■ LIST OF TASKS
1. In the text on job interview preparedness, how many areas should you pick out from the job description before the interview?
2. Answer yes or no for each statement about the text on job interview preparedness, quoting the deciding words: (a) An interview's purpose is to find out whether past experience indicates future success. (b) For each area, you should write down only the situation and the result. (c) Knowing a little about the company will impress the interviewers.

Job Interview Preparedness
The job interview can be nerve wracking, sweaty, and often the worst experience most adults will face. However, if you prepare in advance for an interview, then you can go through an interview without that knot in your stomache, and your skill for the job will shine through.
Know Your Story and Theirs
Every job posted has a description, and asks for specific skills and experience. Not only should this be highlighted in your resume', you should be able to discuss your experience at length. The purpose of your job interview is to find out if your past experience indicates future success. Review your job description before the interview and pick out five areas for which your future employer might ask you questions, and make sure you write down a situation, your reaction to that situation, and the results of your action for each one. This will help you as you answer questions regarding your past experience and allow you to confidently speak to your story as a valued employee.
Also, know what type of company for which you're interviewing. Know some strengths, and some areas of opportunity to which you might contribute. Have a little of the company history, some current highlights, and know the direction in which the company is going. Understanding how you fit into a company by knowing a little bit about it will impress your interviewers.

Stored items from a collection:
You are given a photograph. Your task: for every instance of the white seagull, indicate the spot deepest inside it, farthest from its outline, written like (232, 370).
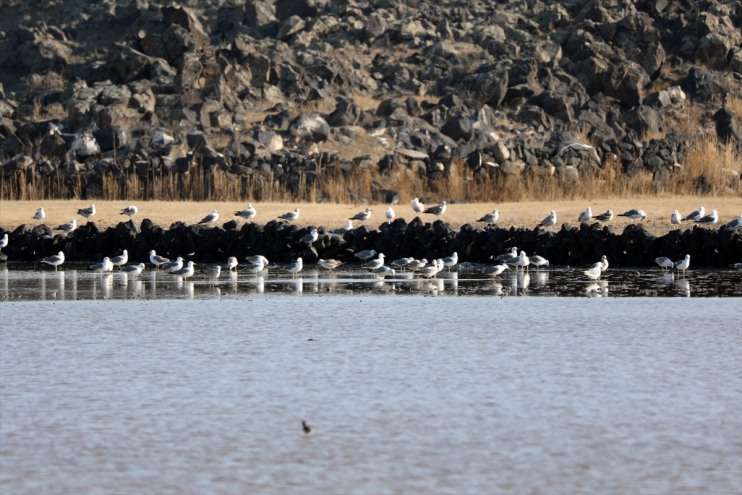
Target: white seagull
(40, 214)
(55, 260)
(683, 264)
(436, 210)
(210, 218)
(129, 211)
(291, 216)
(490, 218)
(605, 217)
(586, 215)
(389, 214)
(68, 227)
(87, 212)
(156, 259)
(634, 214)
(594, 272)
(248, 213)
(675, 218)
(362, 215)
(696, 215)
(735, 224)
(549, 221)
(133, 269)
(709, 219)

■ RESULTS FOR EACH TASK
1. Five.

2.
(a) Yes: "The purpose of your job interview is to find out if your past experience indicates future success."
(b) No: "make sure you write down a situation, your reaction to that situation, and the results of your action for each one."
(c) Yes: "Understanding how you fit into a company by knowing a little bit about it will impress your interviewers."